:: SELECTED TEXT ::
• • • • • • •

Heather:
Let’s move on to asset inventory questions. One of the core components of asset management is the current state of the asset, which gets into your asset inventory:
- What do you own?
- Where is it?
- What is it worth?
- What is it going to cost you to replace it?
- The condition, useful life,
- all those sorts of things going to your inventory.
So, a lot of people ask some questions about different aspects of the inventory.
And a fascinating couple of questions focused around what you put in your inventory. So, somebody asking, should we catalog every piece of hardware?
And somebody else asking the question differently to say, maybe we have too many assets in our inventory, how do we determine when it’s time to remove some of those assets because there’s more in the list than maybe there should be.
So that’s the right starting place to just talk about what belongs in your inventory.
Ross:
They’re excellent questions. And I think they are questions everybody (who is) building an inventory has to answer at some stage.
The answer to any particular authority is to back out of the question a little bit and say what we need? What information do we need to manage?

• • • • • • •

(Pointing and labeling records)
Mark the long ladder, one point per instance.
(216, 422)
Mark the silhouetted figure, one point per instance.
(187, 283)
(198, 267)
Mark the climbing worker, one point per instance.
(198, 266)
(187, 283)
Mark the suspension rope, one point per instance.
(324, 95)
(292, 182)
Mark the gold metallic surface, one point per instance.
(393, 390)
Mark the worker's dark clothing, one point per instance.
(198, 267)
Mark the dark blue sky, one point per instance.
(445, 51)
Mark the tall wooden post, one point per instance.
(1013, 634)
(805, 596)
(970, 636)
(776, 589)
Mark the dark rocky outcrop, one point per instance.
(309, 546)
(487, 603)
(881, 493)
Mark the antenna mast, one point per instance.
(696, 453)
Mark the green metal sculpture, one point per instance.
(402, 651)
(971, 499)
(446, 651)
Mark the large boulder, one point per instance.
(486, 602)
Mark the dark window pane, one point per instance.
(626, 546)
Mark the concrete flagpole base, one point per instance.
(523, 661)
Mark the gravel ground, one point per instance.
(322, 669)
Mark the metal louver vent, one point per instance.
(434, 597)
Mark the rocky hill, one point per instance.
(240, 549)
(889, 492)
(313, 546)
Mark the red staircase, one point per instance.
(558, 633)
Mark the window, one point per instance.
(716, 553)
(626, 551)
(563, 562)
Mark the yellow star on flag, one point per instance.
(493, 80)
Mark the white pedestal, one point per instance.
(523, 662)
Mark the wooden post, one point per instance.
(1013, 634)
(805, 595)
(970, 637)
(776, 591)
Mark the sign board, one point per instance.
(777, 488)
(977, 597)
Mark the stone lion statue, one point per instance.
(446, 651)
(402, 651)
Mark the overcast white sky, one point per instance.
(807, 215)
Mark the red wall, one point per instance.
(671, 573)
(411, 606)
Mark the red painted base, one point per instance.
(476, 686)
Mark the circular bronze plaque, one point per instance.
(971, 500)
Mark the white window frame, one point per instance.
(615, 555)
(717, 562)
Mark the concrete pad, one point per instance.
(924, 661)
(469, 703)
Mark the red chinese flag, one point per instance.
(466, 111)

• • • • • • •

:: OBJECTIVE 1 ::
In the asset inventory transcript, what did one person ask about hardware?
:: OBJECTIVE 2 ::
List every kind of information that, according to the asset inventory transcript, goes into an asset inventory.
:: OBJECTIVE 3 ::
Continue the asset inventory transcript from its last sentence.

:: EXPECTED ANSWER 1 ::
Whether they should catalog every piece of hardware.

:: EXPECTED ANSWER 2 ::
- What you own
- Where it is
- What it is worth
- What it will cost to replace it
- Its condition
- Its useful life

:: EXPECTED ANSWER 3 ::
If you think about we are in the street going with microsensors and internet of things and all of that, so those trends, we’re going to get buried in the tsunami of very fine data.
So the data collection is getting quicker and more comfortable, but that still doesn’t help you with the question of what I need? What questions do I need to answer to manage this network or this system or the delivery of service well?
And once you start thinking that, okay, what do I need to answer that you need regulatory, or management or board or risk or permanent related questions or other things that the organization is committed to, then you can go, right, what level of information and detail.
And the question around cataloging every piece of hardware, over the years in New Zealand, we also have this debate, and you go, well I’ve got a flange. Do I collect information on every single bolt on that flange?
Well, hopefully, the answer is no, but maybe that’s the most critical flange in your system with a long history of trouble. Perhaps somebody feels that they need to. So, it’s essential to have that sort of discussion.
And there are three components.
- One is, do I need this information to manage?
- Do I need this information because of a particular risk? It’s the second thing. And then, and that risk might be how critical this component is to the whole system.
- And then can I manage, once I put the information into an inventory, can I manage, update, and am I resourced to do that.
And that’s where it gets, if you collect one level of too much information, you will “die” because you can’t update and resource it; the resource, updating the condition, the mains history against it.
What I would say to people is start high. Start at a high level of information, and then if you need more detailed information, work your way down to that.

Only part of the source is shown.